• _DAFTAR PERTANYAAN_:
1 – Tuliskan ulang seluruh bagian artikel tentang buruh migran di Singapura, mulai dari "Singapura Awasi Fenomena" hingga "kesehatan mental mereka.".
2 – Menurut artikel tentang buruh migran di Singapura, dari mana asal buruh yang tinggal di blok apartemen yang dikarantina?

• _KUTIPAN DOKUMEN_:
-.-.-
Singapura Awasi Fenomena Bunuh Diri di Kalangan Buruh Migran
- dw
Singapura memonitor lonjakan kasus bunuh diri di kalangan buruh migran. Dikhawatirkan, karantina mandiri yang dilakukan tenaga kerja asing di asrama yang sempit, ikut berdampak negatif pada kesehatan mental mereka.
April silam, pemerintah Singapura menempatkan jejeran blok apartmen yang menampung buruh asal Asia Selatan dalam karantina. Langkah itu diambil untuk mencegah penyebaran virus corona di kalangan pekerja migran.
Empat bulan kemudian, asrama yang sama masih dikarantina. Buruh yang sudah dinyatakan bebas virus masih dilarang berpergian. Mereka menghadapi ketidakpastian seputar pekerjaan dan sebabnya terancam menganggur.
Kelompok Hak Asasi Manusia meyakini situasi ini berdampak buruk pada kesehatan mental para buruh migran tsb. Beberapa ditangkap oleh polisi lantaran diduga mengidap gangguan mental. Belum lama ini seorang TKA diselamatkan usai berjalan sempoyongan di atap sebuah gedung tinggi.
-.-.-
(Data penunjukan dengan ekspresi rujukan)
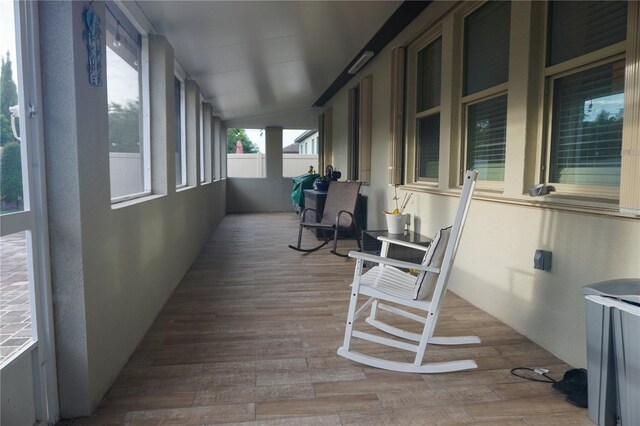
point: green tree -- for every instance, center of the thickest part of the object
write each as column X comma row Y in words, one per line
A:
column 124, row 127
column 235, row 135
column 8, row 98
column 11, row 175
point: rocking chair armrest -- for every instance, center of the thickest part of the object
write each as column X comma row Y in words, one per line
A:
column 391, row 262
column 403, row 243
column 304, row 212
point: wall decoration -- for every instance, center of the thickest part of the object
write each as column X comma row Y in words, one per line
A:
column 92, row 36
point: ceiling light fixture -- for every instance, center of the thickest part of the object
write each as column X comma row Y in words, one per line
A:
column 363, row 59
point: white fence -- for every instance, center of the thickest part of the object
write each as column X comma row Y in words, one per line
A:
column 254, row 165
column 125, row 173
column 126, row 168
-.-.-
• _HASIL_:
1 –
Singapura Awasi Fenomena Bunuh Diri di Kalangan Buruh Migran
- dw
Singapura memonitor lonjakan kasus bunuh diri di kalangan buruh migran. Dikhawatirkan, karantina mandiri yang dilakukan tenaga kerja asing di asrama yang sempit, ikut berdampak negatif pada kesehatan mental mereka.

2 – Dari Asia Selatan.